• _What is needed_:
Answer these questions about the forum post below.
1. How long ago did the poster discover the affairs?
2. How many weeks away is the planned vacation?
3. For how many hours straight can the poster now sleep?

• _Passage given_:
# 3 Months Known & Still Not Good



## GoSoHosed (Apr 17, 2014)

Hi,
I discovered my WW affairs 3 months ago. I am distressed that I am still in such a bad way. I can't focus on work, I work for myself so this could be a big problem), all I do is go to coffee shops and cruise sites like this obsessively. I hate it when my ww is happy. It's like I take it that she is being ****y and waving her attitude in my face. We are supposed to go on a vacation in 2 weeks and after I come back I am seriously going to think of a divorce. I have not yet because I was in such a bad way and am finally at a point where my skin is not crawling and I can at least sleep for 4 or 5 hours straight. Others have told me not to rush to a decision while I was hurting so much and wait, there was no rush. Good days are just bad with constant bad thoughts and movies and the bad days are when I break down. 
Even if I felt like a got a sufficient remorseful response I am not sure I would be able to deal with it.

(Labeled-object pointing entries)
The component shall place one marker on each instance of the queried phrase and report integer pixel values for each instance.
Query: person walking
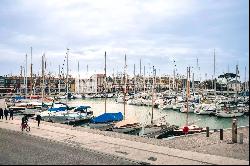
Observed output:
(11, 113)
(6, 113)
(38, 118)
(1, 113)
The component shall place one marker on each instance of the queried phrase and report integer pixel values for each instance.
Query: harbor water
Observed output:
(143, 114)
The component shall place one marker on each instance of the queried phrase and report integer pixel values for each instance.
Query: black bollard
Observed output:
(221, 134)
(207, 130)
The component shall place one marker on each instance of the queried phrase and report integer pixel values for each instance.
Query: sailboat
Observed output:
(106, 120)
(127, 125)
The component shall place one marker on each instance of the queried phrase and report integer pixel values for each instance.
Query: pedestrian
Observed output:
(11, 113)
(38, 118)
(6, 112)
(1, 113)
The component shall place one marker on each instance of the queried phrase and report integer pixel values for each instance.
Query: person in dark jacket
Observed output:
(6, 113)
(38, 118)
(1, 113)
(11, 113)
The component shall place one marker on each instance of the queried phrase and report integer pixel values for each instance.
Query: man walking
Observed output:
(6, 112)
(38, 118)
(1, 113)
(11, 114)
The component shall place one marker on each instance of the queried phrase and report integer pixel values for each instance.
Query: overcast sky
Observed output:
(162, 33)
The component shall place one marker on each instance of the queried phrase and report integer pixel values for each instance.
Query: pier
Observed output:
(184, 150)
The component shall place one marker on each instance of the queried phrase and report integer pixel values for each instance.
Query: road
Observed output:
(18, 148)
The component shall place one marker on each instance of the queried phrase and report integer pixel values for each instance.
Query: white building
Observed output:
(95, 84)
(234, 85)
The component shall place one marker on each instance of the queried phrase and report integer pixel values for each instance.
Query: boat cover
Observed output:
(57, 109)
(107, 117)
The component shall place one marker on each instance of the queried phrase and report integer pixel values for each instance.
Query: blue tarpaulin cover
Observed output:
(57, 109)
(107, 117)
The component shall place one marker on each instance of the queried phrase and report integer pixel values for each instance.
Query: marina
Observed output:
(146, 82)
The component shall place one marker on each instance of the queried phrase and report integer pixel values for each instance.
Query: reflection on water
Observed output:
(143, 114)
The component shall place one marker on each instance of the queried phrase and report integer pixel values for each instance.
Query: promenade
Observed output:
(141, 152)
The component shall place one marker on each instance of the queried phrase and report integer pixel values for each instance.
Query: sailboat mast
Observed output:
(214, 77)
(26, 80)
(67, 76)
(78, 79)
(237, 72)
(144, 78)
(125, 88)
(105, 83)
(59, 84)
(134, 79)
(188, 92)
(43, 76)
(152, 113)
(31, 79)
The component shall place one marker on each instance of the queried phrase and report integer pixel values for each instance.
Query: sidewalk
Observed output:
(138, 151)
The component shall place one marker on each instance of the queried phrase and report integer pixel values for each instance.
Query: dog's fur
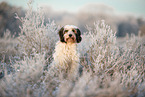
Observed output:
(66, 56)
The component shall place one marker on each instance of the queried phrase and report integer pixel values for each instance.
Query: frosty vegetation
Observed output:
(107, 69)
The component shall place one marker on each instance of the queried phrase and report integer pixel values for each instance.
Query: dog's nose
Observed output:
(70, 35)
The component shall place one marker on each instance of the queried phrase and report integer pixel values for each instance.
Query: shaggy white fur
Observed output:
(66, 57)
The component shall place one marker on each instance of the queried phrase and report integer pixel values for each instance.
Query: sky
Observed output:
(135, 7)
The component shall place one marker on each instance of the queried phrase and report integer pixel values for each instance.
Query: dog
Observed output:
(66, 56)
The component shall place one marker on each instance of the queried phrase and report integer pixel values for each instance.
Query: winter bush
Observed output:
(108, 69)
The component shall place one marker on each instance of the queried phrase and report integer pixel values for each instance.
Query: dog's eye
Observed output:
(65, 31)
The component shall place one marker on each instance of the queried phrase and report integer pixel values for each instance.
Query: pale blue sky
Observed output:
(136, 7)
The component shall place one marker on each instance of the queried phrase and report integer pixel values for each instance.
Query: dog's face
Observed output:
(70, 34)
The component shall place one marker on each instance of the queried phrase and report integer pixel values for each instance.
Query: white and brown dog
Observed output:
(66, 56)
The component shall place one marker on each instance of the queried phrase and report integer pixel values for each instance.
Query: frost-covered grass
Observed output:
(108, 69)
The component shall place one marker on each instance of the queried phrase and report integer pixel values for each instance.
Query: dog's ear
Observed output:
(61, 34)
(78, 36)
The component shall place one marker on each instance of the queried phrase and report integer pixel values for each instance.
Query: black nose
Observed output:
(70, 35)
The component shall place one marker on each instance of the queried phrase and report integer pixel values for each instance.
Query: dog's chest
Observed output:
(66, 52)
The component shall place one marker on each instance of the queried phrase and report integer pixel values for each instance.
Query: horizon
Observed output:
(132, 7)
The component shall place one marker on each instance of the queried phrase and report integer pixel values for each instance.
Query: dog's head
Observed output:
(70, 34)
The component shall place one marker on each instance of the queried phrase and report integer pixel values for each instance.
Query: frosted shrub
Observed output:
(27, 76)
(102, 46)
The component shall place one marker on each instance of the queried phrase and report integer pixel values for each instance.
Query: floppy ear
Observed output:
(61, 34)
(78, 36)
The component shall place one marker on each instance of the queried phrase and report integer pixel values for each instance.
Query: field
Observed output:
(110, 67)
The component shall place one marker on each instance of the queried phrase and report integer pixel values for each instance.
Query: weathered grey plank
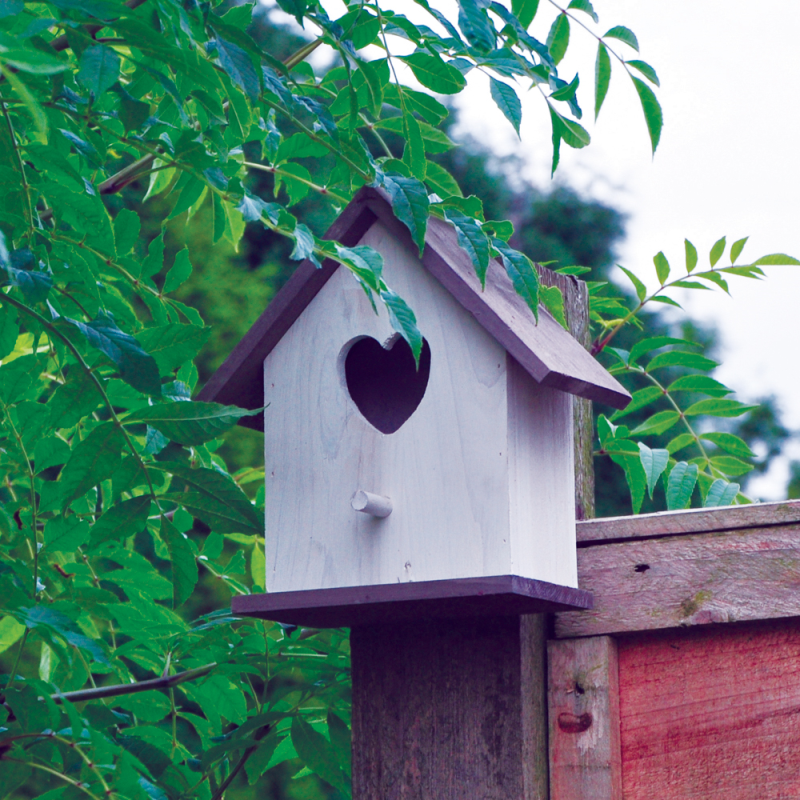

• _Task answer_:
1. 3 months ago
2. 2 weeks
3. 4 or 5 hours